Passage »
..............................

Qwen3-TTS ComfyUI Nodes

Fast and efficient Text-to-Speech nodes for ComfyUI based on Qwen3-TTS.

Features

🎙️ Custom Voice Generation: 9 premium voices with emotion/style control
🎨 Voice Design: Create unique voices from text descriptions
👥 Voice Cloning: Clone any voice from 3+ seconds of audio
🌍 Multilingual: Supports 10 languages (Chinese, English, Japanese, Korean, German, French, Russian, Portuguese, Spanish, Italian)
⚡ Fast: Optimized with model caching and flash attention
📦 Batch Processing: Generate multiple audio clips efficiently

Installation

Method 1: Via ComfyUI Manager (Recommended)

Open ComfyUI Manager
Search for "Qwen3-TTS"
Click Install
Restart ComfyUI

Method 2: Manual Installation

Navigate to your ComfyUI custom nodes directory:

cd ComfyUI/custom_nodes/

Clone this repository:

git clone https://github.com/yourusername/ComfyUI-Qwen3-TTS

Install dependencies:

cd ComfyUI-Qwen3-TTS
pip install qwen-tts soundfile torch

(Optional) Install FlashAttention for better performance:

pip install flash-attn --no-build-isolation

Restart ComfyUI

Nodes

1. Qwen3 TTS Model Loader

Loads and caches Qwen3-TTS models.

Inputs:

model_name: Choose from available models (1.7B or 0.6B variants)
device: GPU or CPU selection
dtype: Precision (bfloat16, float16, float32)

..............................

Material »
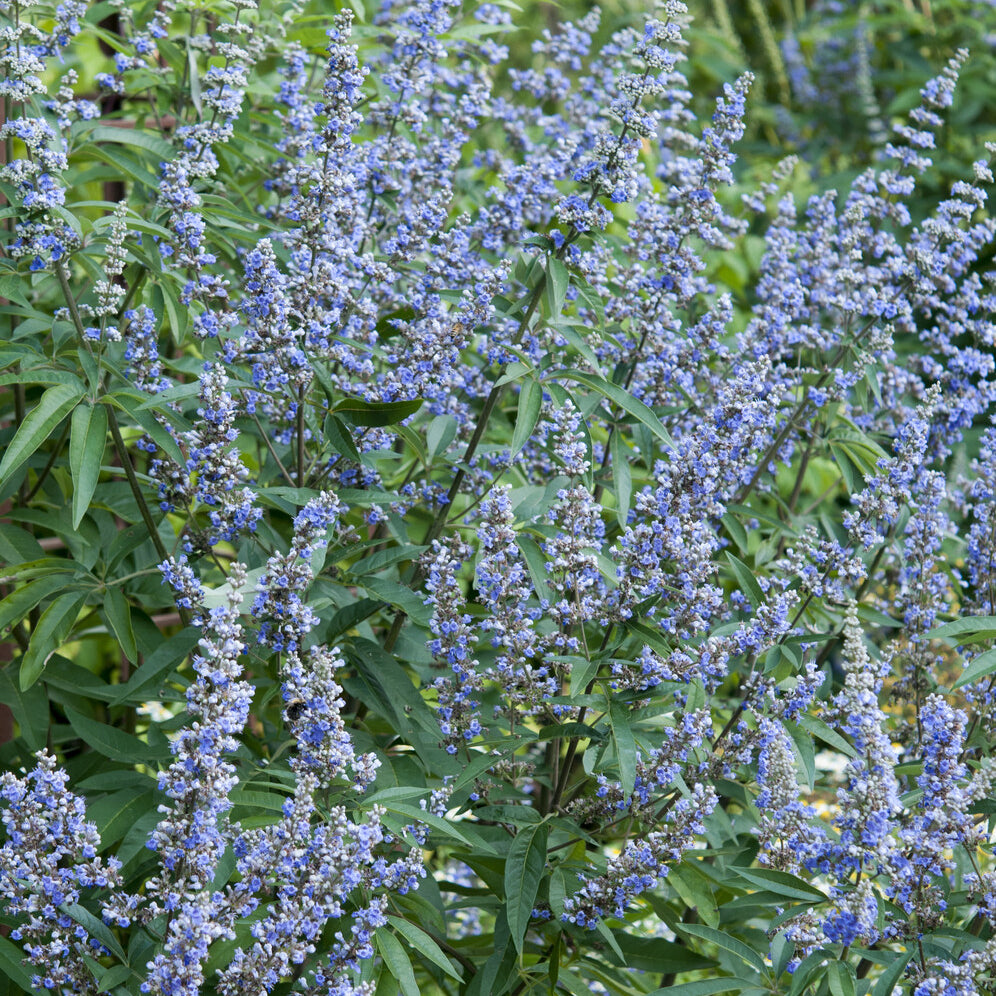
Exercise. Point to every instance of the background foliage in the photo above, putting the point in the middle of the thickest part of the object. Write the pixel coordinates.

..............................

Request » In the Qwen3-TTS ComfyUI Nodes text, what is the minimum length of audio needed to clone a voice?

Task solution » At least 3 seconds of audio.